Prompt - Repeat exactly, and only, the lines from the one containing "# pick out one" through the last line of the data below.

+++

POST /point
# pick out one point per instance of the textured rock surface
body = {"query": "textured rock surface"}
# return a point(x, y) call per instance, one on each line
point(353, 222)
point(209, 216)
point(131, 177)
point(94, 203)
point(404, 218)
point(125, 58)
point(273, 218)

+++

Response for this exercise -
# pick out one point per instance of the textured rock surface
body = {"query": "textured rock surface"}
# return a point(x, y) call per instance, one on each line
point(353, 222)
point(209, 216)
point(131, 177)
point(94, 203)
point(404, 218)
point(125, 58)
point(273, 218)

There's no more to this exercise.